**Passage given:**
++++++++

You may withdraw the tender of your unregistered notes at any time prior to 12:00 p.m., midnight, New York City time, on January 18, 2008, the expiration date.

Consequences of Failure to
Exchange

 

If you are eligible to participate in this exchange offer and you do not tender your unregistered notes as described in this prospectus, you will not have any further registration rights. In that case, your unregistered notes will continue to be subject to restrictions on transfer. As a result of the restrictions on transfer and the availability of exchange notes, the unregistered notes are likely to be much less liquid than before the exchange offer. The unregistered notes will, after the exchange offer, bear interest at the same rate as the respective exchange notes.

Certain U.S. Federal Income Tax Consequences

 

The exchange of the unregistered notes for exchange notes pursuant to the exchange offer will not be a taxable exchange for U.S. federal income tax purposes.

Use of Proceeds

 

We will not receive any proceeds from the issuance of exchange notes pursuant to the exchange offer.

Exchange Agent for Unregistered Senior Notes

 

Wells Fargo Bank, National Association, the trustee under the indenture for the unregistered notes, is serving as the exchange agent in connection with the exchange offer. Wells Fargo Bank, National Association can be reached at Corporate Trust Operations, MAC N9303-121, P.O. Box 1517, Minneapolis, Minnesota 55480, Attn: Reorg; its telephone number is (800) 344-5128 or (612) 667-9764 and its facsimile number is (612) 667-6282.

10



Summary Description of the Exchange Notes

        The following is a brief summary of some of the terms of the notes. For a more complete description of the terms of the notes, see "Description of the Exchange Notes."

++++++++

**Source material:**
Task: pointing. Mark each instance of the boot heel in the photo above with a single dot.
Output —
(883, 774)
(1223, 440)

++++++++

**Problems and tasks:**
• A. Answer these questions from the exchange offer passage:
(i) On what date is the expiration date?
(ii) Which entity is serving as the exchange agent, and what role does it hold under the indenture?
(iii) Will exchanging unregistered notes for exchange notes be a taxable exchange for U.S. federal income tax purposes?
• B. From the exchange offer passage, write out the part that begins at the words "The exchange of the" and stops after "is (612) 667-6282.", renaming "facsimile number" as "fax number".
• C. According to the exchange offer passage, why are the unregistered notes likely to become much less liquid after the exchange offer?

**Final results:**
• A.
(i) January 18, 2008.
(ii) Wells Fargo Bank, National Association, the trustee under the indenture for the unregistered notes.
(iii) No, it will not be a taxable exchange for U.S. federal income tax purposes.

• B.
The exchange of the unregistered notes for exchange notes pursuant to the exchange offer will not be a taxable exchange for U.S. federal income tax purposes.

Use of Proceeds

 

We will not receive any proceeds from the issuance of exchange notes pursuant to the exchange offer.

Exchange Agent for Unregistered Senior Notes

 

Wells Fargo Bank, National Association, the trustee under the indenture for the unregistered notes, is serving as the exchange agent in connection with the exchange offer. Wells Fargo Bank, National Association can be reached at Corporate Trust Operations, MAC N9303-121, P.O. Box 1517, Minneapolis, Minnesota 55480, Attn: Reorg; its telephone number is (800) 344-5128 or (612) 667-9764 and its fax number is (612) 667-6282.

• C. The unregistered notes will remain subject to restrictions on transfer, and exchange notes will be available. The exchange offer passage gives these two factors as the reason the unregistered notes are likely to be much less liquid than before the offer.